* TREŚĆ ZADANIA: Przepisz jako dwukolumnowy plik CSV z kolumnami "tekst" i "odpowiedź" wszystkie pozycje od wiersza zawierającego "In the screenshot above, find the child walking" aż do wiersza zawierającego "[318,180,424,213]", łącznie z obydwoma. Każdej pozycji odpowiada jeden wiersz, w którym oba pola są ujęte w cudzysłów, a łamania linii są zamienione na spacje.

(Wpisy adnotacji regionów)
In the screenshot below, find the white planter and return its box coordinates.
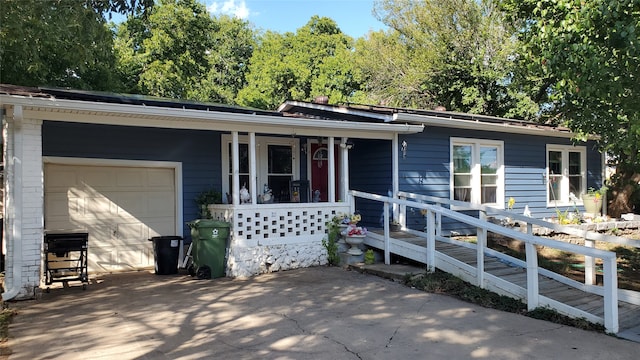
[344,235,366,255]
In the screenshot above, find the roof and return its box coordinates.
[0,84,282,116]
[0,84,424,139]
[278,101,574,137]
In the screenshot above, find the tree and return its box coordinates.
[237,16,359,109]
[358,0,537,118]
[0,0,153,90]
[115,0,255,103]
[503,0,640,216]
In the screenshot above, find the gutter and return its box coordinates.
[0,95,424,137]
[392,113,597,140]
[2,106,23,301]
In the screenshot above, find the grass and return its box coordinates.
[404,270,605,333]
[0,309,16,343]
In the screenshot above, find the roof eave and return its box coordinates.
[0,95,424,139]
[276,100,393,122]
[393,113,597,139]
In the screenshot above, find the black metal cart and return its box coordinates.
[44,232,89,292]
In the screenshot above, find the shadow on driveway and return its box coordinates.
[8,267,640,360]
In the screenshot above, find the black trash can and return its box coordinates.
[149,236,182,275]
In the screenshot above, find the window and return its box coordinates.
[227,143,251,193]
[547,145,587,205]
[451,138,504,207]
[267,145,293,202]
[222,135,299,202]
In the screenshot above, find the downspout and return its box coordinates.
[2,105,23,301]
[600,151,609,218]
[327,136,336,202]
[389,133,401,221]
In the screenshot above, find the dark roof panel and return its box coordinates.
[0,84,282,117]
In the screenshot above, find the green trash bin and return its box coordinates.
[187,219,231,278]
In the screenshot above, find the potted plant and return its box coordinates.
[582,186,607,215]
[342,213,367,256]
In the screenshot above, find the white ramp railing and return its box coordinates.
[349,191,619,333]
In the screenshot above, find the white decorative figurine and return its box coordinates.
[240,185,251,204]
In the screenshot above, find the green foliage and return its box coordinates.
[364,249,375,265]
[503,0,640,177]
[115,0,255,104]
[237,16,359,109]
[0,0,126,90]
[358,0,538,118]
[322,217,340,266]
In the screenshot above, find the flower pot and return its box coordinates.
[582,194,602,215]
[344,235,366,255]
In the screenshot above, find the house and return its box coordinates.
[279,101,605,233]
[0,85,603,300]
[0,85,423,300]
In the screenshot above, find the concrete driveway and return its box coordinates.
[8,267,640,360]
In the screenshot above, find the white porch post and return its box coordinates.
[340,138,349,201]
[327,136,336,202]
[391,133,400,220]
[249,132,258,204]
[231,131,240,205]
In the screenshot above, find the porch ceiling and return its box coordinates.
[5,95,424,139]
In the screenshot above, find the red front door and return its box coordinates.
[310,144,340,202]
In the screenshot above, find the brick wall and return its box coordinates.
[5,116,44,300]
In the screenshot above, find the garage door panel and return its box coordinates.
[145,192,176,218]
[116,168,147,189]
[147,217,175,239]
[147,169,174,189]
[115,191,148,218]
[44,194,73,217]
[45,164,176,272]
[116,223,149,245]
[78,166,114,191]
[45,166,78,190]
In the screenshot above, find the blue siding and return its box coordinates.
[349,139,392,227]
[350,127,602,233]
[42,121,222,234]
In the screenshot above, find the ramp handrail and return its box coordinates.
[349,190,619,333]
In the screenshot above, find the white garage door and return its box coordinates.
[44,164,176,273]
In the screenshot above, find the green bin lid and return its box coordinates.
[187,219,231,228]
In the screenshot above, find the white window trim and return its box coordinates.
[220,134,300,197]
[545,144,587,207]
[449,137,505,209]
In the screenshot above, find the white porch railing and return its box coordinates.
[209,203,349,277]
[209,203,349,245]
[350,191,619,333]
[398,192,640,305]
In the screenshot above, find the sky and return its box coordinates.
[205,0,385,38]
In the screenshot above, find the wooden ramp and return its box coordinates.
[365,229,640,342]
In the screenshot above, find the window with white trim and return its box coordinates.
[547,145,587,206]
[222,134,300,202]
[450,138,504,207]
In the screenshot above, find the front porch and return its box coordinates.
[209,202,349,277]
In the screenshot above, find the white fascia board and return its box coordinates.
[277,101,393,122]
[393,113,596,139]
[0,95,424,139]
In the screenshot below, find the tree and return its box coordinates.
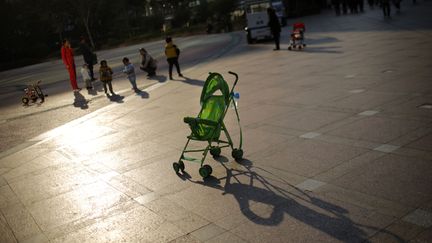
[65,0,105,48]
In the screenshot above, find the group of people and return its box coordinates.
[61,37,183,96]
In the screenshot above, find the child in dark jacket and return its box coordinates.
[99,60,115,95]
[165,37,183,80]
[123,57,138,91]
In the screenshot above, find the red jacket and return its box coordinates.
[61,46,75,67]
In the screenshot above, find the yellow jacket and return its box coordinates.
[165,42,177,58]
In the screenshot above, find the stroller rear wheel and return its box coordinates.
[173,160,184,173]
[210,147,221,157]
[199,165,213,178]
[21,97,29,105]
[231,149,243,160]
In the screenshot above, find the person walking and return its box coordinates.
[99,60,115,95]
[393,0,402,13]
[81,63,93,90]
[140,48,157,77]
[332,0,340,16]
[80,36,97,81]
[123,57,138,91]
[267,8,281,51]
[381,0,391,17]
[61,39,81,92]
[165,37,183,80]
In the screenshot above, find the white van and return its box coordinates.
[245,11,273,44]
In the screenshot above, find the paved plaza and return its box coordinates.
[0,1,432,242]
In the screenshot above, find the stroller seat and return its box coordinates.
[288,22,306,50]
[173,72,243,178]
[183,95,226,141]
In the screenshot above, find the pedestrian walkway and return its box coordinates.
[0,1,432,242]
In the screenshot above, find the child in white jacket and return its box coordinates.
[81,64,93,90]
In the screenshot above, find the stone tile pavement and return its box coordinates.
[0,1,432,242]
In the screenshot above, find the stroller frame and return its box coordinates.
[173,71,243,178]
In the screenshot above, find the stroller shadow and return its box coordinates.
[181,76,205,87]
[135,89,150,99]
[149,75,167,83]
[107,94,124,103]
[305,36,340,45]
[214,155,229,163]
[87,88,97,96]
[73,92,89,110]
[182,160,404,242]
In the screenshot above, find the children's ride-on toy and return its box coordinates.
[173,72,243,178]
[21,80,48,105]
[288,23,306,51]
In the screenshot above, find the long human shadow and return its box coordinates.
[107,94,124,103]
[305,36,340,45]
[302,46,343,54]
[135,89,150,99]
[73,92,89,110]
[181,76,205,87]
[179,160,404,242]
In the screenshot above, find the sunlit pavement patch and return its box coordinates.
[374,144,400,153]
[296,179,326,191]
[358,110,379,116]
[300,132,321,138]
[417,103,432,109]
[134,192,160,205]
[349,89,365,94]
[191,223,226,241]
[403,209,432,228]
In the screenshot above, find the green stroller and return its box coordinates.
[173,72,243,178]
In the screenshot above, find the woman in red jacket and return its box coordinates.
[61,40,81,92]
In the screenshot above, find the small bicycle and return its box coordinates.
[21,80,48,105]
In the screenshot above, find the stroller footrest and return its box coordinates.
[183,117,218,127]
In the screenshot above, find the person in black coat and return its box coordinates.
[267,8,281,51]
[80,37,96,81]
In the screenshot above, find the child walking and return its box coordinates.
[81,64,93,90]
[165,37,183,80]
[99,60,115,95]
[123,57,138,91]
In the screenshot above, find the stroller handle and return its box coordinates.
[228,71,238,88]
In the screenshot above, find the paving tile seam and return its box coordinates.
[310,151,386,182]
[318,180,424,213]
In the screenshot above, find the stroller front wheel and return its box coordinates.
[21,97,29,105]
[199,165,213,179]
[178,160,184,172]
[173,162,180,173]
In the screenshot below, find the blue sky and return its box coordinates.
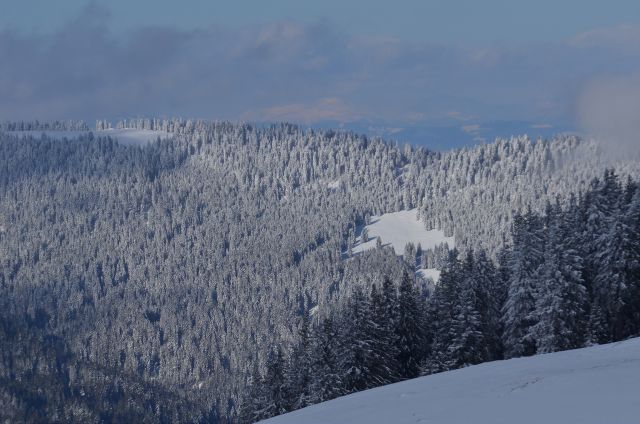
[0,0,640,148]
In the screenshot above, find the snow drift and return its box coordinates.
[263,338,640,424]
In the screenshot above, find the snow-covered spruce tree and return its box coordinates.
[502,211,544,358]
[422,249,462,374]
[367,277,398,387]
[621,181,640,337]
[534,200,588,353]
[447,272,488,369]
[395,271,425,379]
[309,317,345,404]
[339,288,375,393]
[286,311,313,411]
[258,347,289,419]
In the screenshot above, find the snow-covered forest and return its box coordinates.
[0,119,640,422]
[243,175,640,422]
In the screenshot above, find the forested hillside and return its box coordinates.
[0,120,638,422]
[243,171,640,422]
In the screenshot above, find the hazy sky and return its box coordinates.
[0,0,640,145]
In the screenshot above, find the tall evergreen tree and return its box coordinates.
[310,317,344,403]
[502,211,544,358]
[395,271,424,379]
[286,312,312,410]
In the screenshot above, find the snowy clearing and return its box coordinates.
[327,180,340,190]
[353,209,454,255]
[6,128,173,146]
[416,268,441,283]
[353,209,455,283]
[264,338,640,424]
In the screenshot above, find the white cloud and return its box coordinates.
[578,75,640,154]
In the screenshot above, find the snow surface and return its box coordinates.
[6,128,173,146]
[352,209,455,283]
[327,180,340,190]
[353,209,454,255]
[264,338,640,424]
[416,268,440,283]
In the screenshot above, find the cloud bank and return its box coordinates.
[0,5,640,147]
[578,74,640,154]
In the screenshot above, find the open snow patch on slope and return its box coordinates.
[353,209,454,255]
[265,338,640,424]
[352,209,455,282]
[6,128,173,146]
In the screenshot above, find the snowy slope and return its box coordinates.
[264,338,640,424]
[6,128,173,145]
[350,209,455,282]
[353,209,454,255]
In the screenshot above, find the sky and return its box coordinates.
[0,0,640,148]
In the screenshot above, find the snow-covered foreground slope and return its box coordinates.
[264,338,640,424]
[7,128,173,145]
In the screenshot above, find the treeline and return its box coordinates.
[241,170,640,422]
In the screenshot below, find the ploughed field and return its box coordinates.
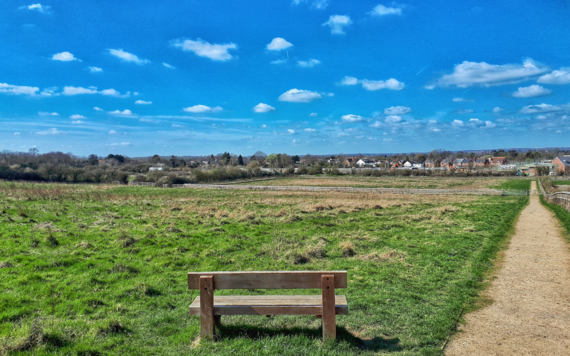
[0,183,528,355]
[232,175,530,189]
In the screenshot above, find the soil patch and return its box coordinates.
[446,182,570,356]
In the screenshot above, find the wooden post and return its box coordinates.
[200,276,214,339]
[321,274,336,341]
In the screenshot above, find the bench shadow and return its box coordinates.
[215,324,403,352]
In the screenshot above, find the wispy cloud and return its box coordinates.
[253,103,275,113]
[18,4,51,14]
[513,84,552,98]
[426,59,549,89]
[51,52,81,62]
[0,83,40,96]
[37,127,63,135]
[279,89,323,103]
[109,49,150,64]
[170,38,238,62]
[369,5,402,16]
[297,59,321,68]
[182,105,224,113]
[266,37,293,51]
[323,15,352,35]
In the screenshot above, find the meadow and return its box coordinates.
[0,179,528,355]
[234,175,530,189]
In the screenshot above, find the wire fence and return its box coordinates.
[538,179,570,211]
[165,184,530,196]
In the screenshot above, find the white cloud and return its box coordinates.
[340,76,406,90]
[323,15,352,35]
[453,109,473,114]
[38,111,59,116]
[18,4,51,14]
[62,87,97,95]
[109,109,133,116]
[292,0,330,10]
[297,58,321,68]
[341,114,368,123]
[340,76,358,85]
[513,84,552,98]
[99,89,131,98]
[182,105,224,113]
[38,128,63,135]
[369,5,402,16]
[253,103,275,112]
[385,115,402,124]
[109,49,150,64]
[279,89,323,103]
[51,52,79,62]
[537,68,570,84]
[170,38,238,61]
[384,106,412,115]
[426,59,549,89]
[360,78,406,90]
[266,37,293,51]
[519,103,570,114]
[0,83,40,95]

* PRZYKŁADOWE ROZWIĄZANIE:
tekst,odpowiedź
"In the screenshot above, find the child walking and return its box coordinates.","[81,64,93,90] [165,37,183,80] [99,60,115,95] [123,57,138,91]"
"In the screenshot above, find the stroller handle and return its box coordinates.","[228,71,238,88]"
"In the screenshot above, find the paving tile seam and return its box coordinates.","[310,151,386,182] [318,180,424,213]"